## [Directions for this task]
Find every line of the listing below where "laptop" appears, and copy it.

## [Data for this exercise]
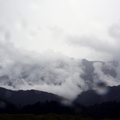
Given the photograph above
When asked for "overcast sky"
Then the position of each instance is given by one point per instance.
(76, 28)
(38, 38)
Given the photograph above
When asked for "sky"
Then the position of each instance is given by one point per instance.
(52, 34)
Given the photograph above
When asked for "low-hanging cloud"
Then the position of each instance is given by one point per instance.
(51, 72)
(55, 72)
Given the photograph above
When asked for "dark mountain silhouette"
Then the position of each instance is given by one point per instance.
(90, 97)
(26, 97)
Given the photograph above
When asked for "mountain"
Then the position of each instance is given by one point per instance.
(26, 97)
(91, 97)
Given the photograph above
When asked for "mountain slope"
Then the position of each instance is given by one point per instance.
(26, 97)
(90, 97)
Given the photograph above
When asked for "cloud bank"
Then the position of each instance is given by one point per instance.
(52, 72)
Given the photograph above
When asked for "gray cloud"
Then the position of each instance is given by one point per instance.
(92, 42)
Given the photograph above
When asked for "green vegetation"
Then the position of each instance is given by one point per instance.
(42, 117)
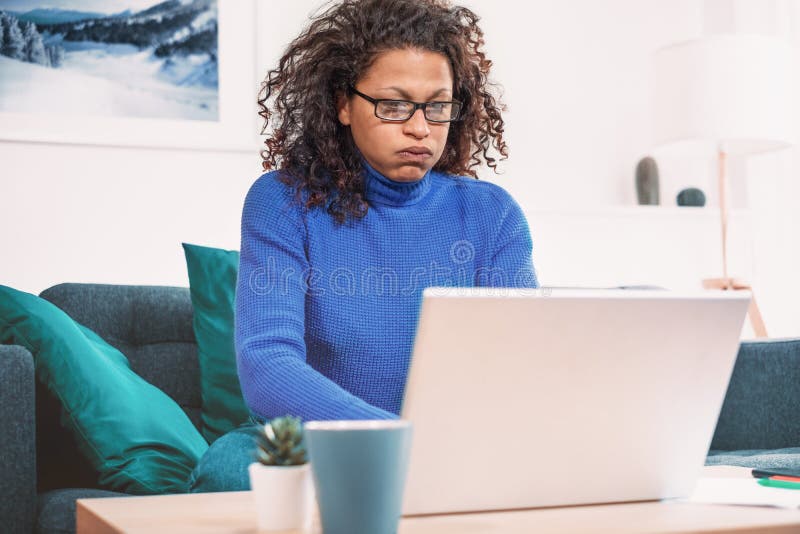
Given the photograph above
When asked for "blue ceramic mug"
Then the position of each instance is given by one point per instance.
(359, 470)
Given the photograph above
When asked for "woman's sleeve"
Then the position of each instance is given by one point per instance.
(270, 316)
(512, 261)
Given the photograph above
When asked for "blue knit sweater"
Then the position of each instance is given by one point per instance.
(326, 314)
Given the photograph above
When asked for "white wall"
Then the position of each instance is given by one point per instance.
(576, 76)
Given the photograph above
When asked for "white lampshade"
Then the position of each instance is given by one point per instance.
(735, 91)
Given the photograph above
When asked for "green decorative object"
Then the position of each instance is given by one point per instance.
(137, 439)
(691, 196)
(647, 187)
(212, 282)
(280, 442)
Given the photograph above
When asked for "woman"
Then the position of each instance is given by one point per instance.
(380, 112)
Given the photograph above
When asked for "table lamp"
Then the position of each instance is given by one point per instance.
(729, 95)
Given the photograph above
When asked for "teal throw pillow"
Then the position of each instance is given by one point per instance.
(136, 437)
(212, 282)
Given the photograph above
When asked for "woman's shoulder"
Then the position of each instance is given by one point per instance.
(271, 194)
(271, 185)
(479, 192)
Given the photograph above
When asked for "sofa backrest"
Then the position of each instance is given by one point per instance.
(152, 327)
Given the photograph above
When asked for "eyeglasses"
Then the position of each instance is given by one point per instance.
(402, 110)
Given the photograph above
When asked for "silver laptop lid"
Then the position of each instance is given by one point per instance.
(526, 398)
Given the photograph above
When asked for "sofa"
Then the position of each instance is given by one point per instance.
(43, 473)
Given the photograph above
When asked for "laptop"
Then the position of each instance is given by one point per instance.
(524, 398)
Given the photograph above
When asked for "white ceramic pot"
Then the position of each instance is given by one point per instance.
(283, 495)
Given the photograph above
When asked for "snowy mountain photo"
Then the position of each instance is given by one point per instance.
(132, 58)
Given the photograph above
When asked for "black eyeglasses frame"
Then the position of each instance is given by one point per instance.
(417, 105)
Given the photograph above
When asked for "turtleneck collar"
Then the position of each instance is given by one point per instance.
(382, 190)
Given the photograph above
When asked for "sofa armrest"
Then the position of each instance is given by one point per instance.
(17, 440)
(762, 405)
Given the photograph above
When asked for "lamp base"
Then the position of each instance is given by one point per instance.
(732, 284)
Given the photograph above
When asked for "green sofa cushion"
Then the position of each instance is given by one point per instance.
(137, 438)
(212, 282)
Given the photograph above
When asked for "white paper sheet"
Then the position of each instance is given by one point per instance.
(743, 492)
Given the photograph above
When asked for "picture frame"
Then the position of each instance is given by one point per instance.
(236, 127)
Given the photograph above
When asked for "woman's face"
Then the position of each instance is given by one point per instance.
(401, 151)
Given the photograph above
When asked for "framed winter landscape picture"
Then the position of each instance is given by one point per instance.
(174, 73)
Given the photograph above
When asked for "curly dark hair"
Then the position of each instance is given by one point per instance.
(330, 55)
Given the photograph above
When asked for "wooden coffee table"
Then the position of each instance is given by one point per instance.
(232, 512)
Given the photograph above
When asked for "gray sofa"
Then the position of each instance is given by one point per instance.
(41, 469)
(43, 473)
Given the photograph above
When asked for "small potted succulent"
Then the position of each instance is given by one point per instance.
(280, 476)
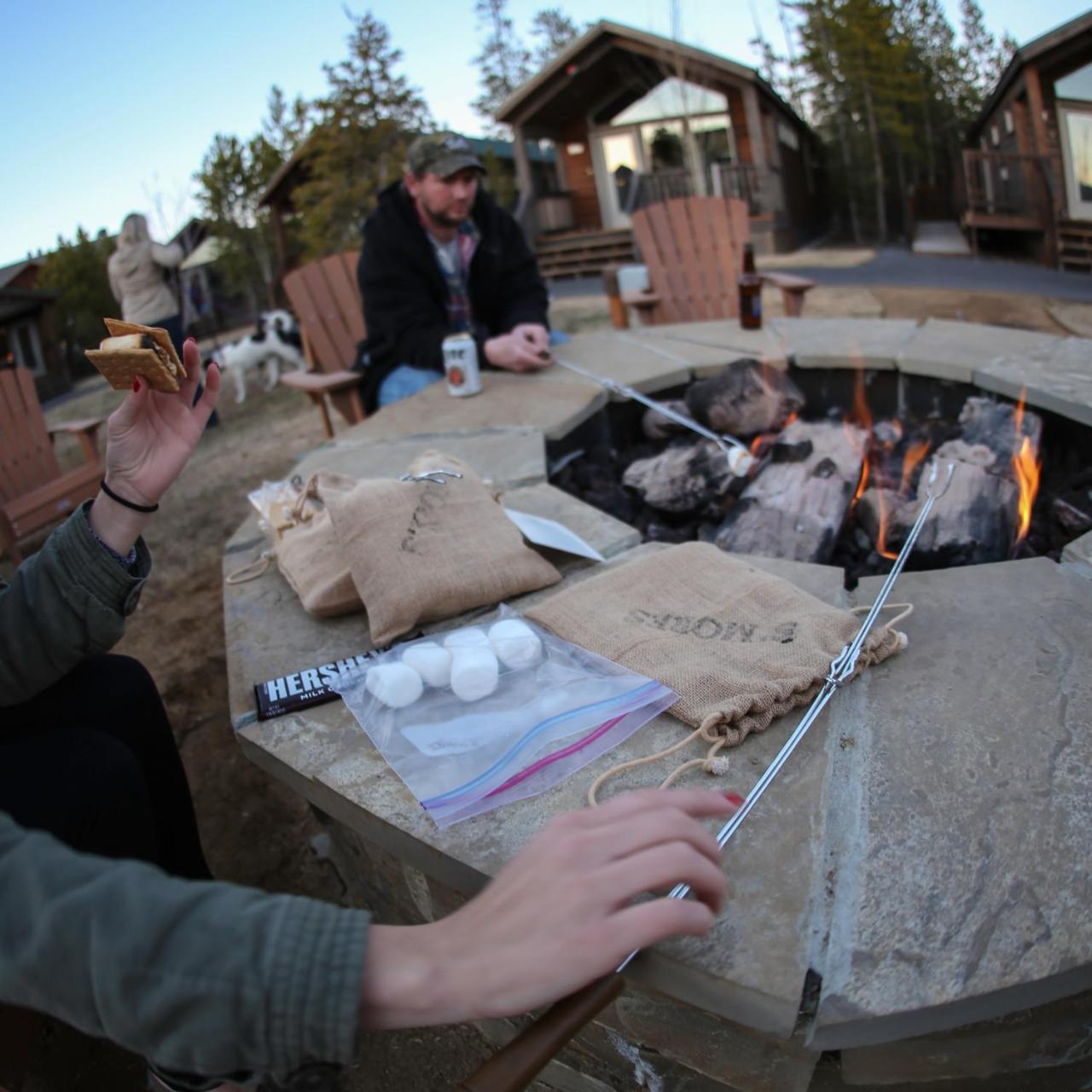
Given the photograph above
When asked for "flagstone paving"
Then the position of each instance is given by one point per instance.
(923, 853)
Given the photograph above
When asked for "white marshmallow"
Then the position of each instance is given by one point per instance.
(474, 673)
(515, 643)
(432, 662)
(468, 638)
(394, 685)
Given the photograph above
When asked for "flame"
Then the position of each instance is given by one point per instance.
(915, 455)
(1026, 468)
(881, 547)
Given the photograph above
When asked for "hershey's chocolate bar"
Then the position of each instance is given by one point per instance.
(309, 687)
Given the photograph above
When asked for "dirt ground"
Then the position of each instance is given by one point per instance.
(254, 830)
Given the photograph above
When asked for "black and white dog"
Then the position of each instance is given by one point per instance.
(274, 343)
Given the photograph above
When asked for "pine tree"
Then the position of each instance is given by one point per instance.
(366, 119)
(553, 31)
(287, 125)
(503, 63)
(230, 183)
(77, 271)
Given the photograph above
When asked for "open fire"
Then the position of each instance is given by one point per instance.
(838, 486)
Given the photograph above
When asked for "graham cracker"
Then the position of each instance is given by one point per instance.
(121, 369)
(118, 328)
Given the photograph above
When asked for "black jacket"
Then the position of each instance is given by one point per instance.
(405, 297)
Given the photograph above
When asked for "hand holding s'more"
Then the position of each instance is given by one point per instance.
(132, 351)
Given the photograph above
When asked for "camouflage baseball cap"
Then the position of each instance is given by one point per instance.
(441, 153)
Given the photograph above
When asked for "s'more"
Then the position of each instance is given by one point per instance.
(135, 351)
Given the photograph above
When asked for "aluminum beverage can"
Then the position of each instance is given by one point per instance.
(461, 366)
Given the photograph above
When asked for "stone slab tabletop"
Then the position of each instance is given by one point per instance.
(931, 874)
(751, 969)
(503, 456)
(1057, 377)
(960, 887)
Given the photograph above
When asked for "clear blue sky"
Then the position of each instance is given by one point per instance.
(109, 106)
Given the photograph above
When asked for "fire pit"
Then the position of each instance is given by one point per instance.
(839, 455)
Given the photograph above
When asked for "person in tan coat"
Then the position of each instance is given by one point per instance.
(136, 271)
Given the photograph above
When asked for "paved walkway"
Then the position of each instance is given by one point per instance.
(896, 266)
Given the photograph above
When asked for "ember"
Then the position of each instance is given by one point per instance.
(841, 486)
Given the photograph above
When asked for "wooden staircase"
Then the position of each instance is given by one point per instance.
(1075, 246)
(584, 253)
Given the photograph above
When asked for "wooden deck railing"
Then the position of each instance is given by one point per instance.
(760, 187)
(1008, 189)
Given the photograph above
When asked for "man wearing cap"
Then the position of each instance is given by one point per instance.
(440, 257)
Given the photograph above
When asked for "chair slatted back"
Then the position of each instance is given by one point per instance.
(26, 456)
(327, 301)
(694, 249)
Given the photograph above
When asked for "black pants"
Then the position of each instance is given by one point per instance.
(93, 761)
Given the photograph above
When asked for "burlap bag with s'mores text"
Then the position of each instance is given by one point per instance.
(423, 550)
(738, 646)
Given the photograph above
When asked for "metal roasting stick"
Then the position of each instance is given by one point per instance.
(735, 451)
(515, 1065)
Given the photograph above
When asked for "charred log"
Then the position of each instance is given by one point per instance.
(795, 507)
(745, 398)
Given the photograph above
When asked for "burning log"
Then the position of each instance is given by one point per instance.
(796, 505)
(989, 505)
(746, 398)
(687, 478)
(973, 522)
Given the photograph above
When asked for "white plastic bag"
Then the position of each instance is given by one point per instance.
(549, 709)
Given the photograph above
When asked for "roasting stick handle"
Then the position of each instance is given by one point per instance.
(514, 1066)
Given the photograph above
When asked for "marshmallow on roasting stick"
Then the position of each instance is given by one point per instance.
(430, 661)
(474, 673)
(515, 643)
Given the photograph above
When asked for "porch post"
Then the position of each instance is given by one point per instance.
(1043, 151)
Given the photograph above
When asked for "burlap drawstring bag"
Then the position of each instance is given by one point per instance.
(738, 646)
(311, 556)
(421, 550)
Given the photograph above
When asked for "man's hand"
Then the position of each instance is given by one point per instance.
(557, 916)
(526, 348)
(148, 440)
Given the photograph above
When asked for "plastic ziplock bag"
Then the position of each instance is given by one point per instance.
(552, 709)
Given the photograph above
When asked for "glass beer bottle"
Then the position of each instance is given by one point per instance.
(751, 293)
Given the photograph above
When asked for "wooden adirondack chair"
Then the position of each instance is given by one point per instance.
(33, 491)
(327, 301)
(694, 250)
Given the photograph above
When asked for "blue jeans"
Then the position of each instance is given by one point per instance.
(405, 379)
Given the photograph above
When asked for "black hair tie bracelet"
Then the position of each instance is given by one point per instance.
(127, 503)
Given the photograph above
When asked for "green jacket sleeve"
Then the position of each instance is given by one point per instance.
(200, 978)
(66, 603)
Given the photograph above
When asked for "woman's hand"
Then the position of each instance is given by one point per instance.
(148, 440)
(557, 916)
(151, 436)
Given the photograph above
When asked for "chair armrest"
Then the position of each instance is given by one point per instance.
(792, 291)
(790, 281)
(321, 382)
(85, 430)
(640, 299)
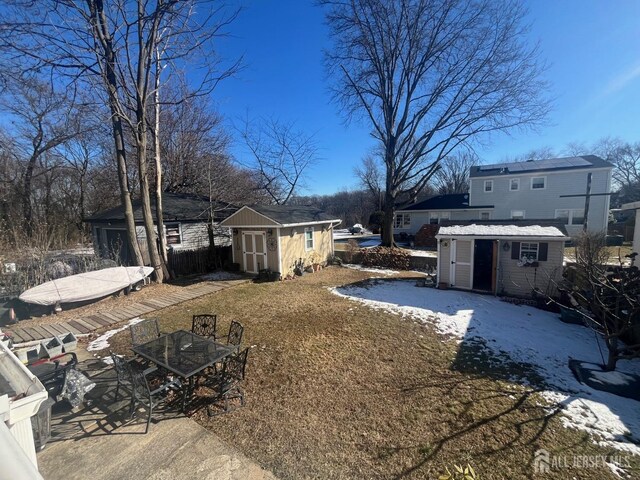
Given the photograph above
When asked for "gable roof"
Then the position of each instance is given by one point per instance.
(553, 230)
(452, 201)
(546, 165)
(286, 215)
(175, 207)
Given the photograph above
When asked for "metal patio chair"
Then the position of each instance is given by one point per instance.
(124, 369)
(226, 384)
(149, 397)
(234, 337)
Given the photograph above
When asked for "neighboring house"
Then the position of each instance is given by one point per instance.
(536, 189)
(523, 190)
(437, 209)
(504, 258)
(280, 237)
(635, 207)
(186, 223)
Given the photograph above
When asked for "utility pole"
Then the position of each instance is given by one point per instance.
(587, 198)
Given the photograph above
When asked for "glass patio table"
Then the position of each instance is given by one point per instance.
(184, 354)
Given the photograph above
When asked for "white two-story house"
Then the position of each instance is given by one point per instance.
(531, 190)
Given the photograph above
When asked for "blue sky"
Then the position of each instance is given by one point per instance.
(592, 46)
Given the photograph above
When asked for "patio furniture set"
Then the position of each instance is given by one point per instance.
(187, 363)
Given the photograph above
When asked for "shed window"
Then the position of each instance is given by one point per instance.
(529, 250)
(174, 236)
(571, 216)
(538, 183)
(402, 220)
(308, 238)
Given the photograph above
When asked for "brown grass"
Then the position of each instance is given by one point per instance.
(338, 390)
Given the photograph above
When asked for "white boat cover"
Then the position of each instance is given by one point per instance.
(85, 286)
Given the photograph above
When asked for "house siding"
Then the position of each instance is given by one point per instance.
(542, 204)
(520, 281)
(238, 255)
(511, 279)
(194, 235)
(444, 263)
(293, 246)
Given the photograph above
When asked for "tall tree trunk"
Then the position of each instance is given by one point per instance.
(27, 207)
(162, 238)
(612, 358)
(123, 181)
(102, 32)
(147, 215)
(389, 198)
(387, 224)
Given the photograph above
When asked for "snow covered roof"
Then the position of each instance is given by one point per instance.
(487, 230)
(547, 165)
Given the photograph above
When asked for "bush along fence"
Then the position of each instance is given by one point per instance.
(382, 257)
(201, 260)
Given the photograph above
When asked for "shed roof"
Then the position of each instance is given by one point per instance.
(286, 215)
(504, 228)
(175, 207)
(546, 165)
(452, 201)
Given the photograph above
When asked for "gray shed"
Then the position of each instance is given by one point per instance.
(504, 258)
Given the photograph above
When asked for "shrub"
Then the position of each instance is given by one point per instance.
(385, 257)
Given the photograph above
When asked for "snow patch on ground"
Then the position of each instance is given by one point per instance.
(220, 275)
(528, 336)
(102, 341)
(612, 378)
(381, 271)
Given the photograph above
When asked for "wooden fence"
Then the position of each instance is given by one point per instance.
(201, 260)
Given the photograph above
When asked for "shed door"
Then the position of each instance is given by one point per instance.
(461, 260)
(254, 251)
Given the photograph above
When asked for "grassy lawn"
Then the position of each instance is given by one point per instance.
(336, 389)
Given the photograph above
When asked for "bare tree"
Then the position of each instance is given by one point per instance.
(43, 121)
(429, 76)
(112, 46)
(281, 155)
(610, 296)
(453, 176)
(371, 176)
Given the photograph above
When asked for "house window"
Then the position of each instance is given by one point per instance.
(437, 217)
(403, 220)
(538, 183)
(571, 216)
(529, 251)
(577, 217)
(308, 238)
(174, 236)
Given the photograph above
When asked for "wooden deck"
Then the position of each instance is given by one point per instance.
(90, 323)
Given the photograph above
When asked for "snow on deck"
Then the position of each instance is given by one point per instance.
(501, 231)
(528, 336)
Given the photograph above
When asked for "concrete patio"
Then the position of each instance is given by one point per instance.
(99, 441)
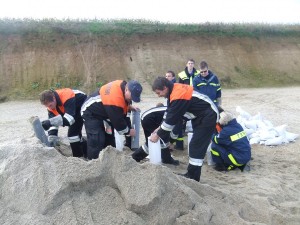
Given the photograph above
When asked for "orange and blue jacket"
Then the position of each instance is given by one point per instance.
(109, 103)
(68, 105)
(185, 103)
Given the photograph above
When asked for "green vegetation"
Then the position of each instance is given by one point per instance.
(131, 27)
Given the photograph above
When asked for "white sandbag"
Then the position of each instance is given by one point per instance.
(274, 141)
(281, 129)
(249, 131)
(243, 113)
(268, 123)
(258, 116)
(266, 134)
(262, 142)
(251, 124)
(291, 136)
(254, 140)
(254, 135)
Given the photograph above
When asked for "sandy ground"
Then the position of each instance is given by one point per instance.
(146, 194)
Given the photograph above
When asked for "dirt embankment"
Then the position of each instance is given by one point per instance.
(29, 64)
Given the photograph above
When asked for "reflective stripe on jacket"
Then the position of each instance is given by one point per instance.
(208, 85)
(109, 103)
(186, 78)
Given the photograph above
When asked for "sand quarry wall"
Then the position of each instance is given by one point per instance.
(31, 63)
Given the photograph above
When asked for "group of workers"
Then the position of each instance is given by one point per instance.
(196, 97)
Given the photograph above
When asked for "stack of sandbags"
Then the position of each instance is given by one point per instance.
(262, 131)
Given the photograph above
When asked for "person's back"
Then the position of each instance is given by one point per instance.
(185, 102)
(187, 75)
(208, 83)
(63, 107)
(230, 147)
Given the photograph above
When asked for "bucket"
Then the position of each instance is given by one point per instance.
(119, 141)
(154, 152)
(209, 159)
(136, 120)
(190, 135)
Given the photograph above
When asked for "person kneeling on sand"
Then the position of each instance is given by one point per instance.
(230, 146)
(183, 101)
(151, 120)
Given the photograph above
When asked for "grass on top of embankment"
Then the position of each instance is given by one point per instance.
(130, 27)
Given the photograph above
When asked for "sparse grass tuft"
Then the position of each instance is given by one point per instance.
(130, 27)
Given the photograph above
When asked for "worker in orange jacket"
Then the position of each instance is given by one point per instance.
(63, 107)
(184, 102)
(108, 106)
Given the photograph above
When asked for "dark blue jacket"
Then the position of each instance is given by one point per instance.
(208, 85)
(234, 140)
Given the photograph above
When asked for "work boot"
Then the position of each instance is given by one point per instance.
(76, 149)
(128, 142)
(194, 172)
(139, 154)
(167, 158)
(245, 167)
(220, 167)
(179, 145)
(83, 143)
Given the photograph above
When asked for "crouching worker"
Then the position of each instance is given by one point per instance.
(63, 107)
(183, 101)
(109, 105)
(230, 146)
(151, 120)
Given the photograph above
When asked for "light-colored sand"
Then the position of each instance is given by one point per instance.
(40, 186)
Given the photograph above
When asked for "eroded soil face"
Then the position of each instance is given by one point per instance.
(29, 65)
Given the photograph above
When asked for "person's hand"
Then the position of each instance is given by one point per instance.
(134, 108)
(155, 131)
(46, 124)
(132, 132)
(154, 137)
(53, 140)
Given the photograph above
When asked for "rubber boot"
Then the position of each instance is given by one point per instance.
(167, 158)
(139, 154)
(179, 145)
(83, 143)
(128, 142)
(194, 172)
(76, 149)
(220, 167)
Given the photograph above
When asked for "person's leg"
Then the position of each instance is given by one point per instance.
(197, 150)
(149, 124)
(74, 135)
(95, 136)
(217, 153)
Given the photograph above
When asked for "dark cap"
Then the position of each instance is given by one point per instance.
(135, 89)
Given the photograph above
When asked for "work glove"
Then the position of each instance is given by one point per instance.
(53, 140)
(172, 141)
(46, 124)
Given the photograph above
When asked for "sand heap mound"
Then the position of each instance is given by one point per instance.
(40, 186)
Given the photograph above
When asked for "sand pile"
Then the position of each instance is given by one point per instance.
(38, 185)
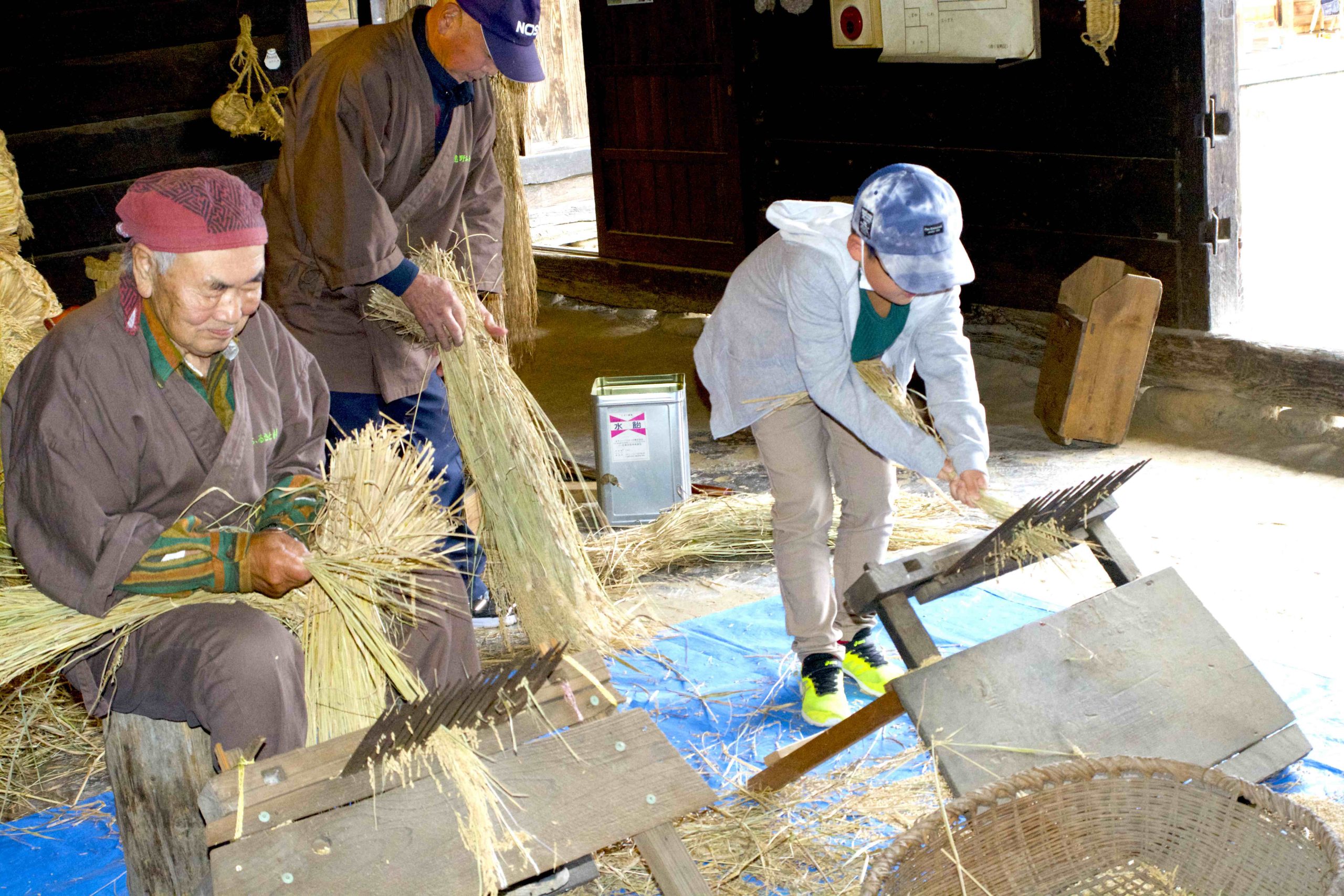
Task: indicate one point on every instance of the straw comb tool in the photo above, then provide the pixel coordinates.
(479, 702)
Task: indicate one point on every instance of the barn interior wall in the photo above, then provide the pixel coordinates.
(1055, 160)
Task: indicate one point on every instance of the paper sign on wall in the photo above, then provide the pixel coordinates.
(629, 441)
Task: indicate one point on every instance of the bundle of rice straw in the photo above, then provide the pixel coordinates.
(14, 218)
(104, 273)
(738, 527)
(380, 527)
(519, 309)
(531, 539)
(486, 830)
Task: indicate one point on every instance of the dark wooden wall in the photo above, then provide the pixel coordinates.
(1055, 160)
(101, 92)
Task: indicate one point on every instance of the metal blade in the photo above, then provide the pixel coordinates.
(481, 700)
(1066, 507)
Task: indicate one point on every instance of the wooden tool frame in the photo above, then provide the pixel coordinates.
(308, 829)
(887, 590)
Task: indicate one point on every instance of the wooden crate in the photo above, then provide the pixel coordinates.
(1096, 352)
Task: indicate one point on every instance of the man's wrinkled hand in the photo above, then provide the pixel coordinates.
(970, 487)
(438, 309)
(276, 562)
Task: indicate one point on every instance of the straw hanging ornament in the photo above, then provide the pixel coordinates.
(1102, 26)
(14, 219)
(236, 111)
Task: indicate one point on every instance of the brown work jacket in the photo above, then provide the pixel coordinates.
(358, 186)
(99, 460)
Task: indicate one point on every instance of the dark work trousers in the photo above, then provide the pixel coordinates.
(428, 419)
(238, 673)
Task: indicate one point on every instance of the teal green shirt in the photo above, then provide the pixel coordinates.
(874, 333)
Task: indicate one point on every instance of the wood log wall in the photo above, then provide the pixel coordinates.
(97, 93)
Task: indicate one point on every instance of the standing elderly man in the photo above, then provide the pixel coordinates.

## [Exercise response]
When asked for "silver laptop lid"
When asked for "laptop"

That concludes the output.